* **Texto proporcionado**
------

“Existen
dos maneras de ser engañados. Una es creer lo que no es verdad, la otra es
negarse a aceptar lo que sí es verdad.”
Sören
Aabye Kierkegaard
La transición española fue un
proceso histórico que permitió el paso sin traumas de una dictadura a una
democracia. Sin embargo, en los últimos años, los partidos nacionalistas y la
izquierda radical, han cuestionado la legitimidad de este proceso, acusándolo
de ser una farsa o una traición. Estos intentos de deslegitimar el espíritu de
la transición se basan en argumentos falaces, sesgados, incompletos o
tergiversados, que ignoran el contexto político y social de la época, así como
los logros y avances que se consiguieron gracias al consenso y al diálogo entre
las diferentes fuerzas políticas.

------

Datos de anotación de ubicación de objetos
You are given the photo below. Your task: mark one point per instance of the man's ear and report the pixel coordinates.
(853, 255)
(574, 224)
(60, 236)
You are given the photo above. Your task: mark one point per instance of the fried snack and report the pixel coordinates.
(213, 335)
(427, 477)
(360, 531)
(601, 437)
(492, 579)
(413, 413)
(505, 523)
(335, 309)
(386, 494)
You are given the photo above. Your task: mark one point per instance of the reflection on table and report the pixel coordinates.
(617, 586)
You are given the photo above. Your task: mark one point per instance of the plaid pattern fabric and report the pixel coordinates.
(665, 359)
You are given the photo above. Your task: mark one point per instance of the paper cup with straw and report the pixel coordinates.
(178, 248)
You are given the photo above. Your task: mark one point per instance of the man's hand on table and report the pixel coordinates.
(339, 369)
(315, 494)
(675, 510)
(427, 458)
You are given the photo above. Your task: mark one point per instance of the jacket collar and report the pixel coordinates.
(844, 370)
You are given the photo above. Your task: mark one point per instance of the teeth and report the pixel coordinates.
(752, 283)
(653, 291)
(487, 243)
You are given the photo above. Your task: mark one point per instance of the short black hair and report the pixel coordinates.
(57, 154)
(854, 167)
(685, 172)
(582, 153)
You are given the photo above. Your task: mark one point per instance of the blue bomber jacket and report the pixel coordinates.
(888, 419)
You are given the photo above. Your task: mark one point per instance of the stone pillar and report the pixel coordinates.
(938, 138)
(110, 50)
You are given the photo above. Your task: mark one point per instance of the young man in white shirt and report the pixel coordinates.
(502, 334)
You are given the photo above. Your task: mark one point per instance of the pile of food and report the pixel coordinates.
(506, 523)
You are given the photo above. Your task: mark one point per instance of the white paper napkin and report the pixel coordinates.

------

* **Qué hacer**
1. En el texto sobre la transición española, ¿de qué acusan al proceso los partidos nacionalistas y la izquierda radical?
2. Prolonga el texto sobre la transición española a partir de su última frase.

* **Respuestas a continuación**
1. Lo acusan de ser una farsa o una traición.

2.
La evidencia de que los argumentos
de quienes intentan deslegitimar aquel proceso histórico son una auténtica
falacia, es que gracias al mismo, quienes así se manifiestan, gozan de los
beneficios que les otorga la democracia para intentar invalidarla.
La prueba más reciente del grave
riesgo en que se encuentra la democracia española desde la asunción al poder de
José Luis Rodríguez Zapatero, son sus recientes declaraciones hechas a Carlos
Herrera —calificadas por el propio Herrera en el mismo transcurso de la
entrevista como una auténtica soflama— presentando como un hecho histórico y
gran logro de la democracia, la claudicación de su gobierno ante ETA, y el indulto
que el gobierno de Pedro Sánchez ha otorgado a los separatistas catalanes
condenados por el golpe de estado del 1 de octubre. Teniendo en cuenta que ni
ETA ha pedido perdón a las víctimas, y que los golpistas catalanes, al día de
hoy, siguen insistiendo en que lo volverán a repetir, las declaraciones del ex
presidente, son una muestra de su falta de rigor y de respeto a las víctimas, a
los españoles, y a la propia democracia.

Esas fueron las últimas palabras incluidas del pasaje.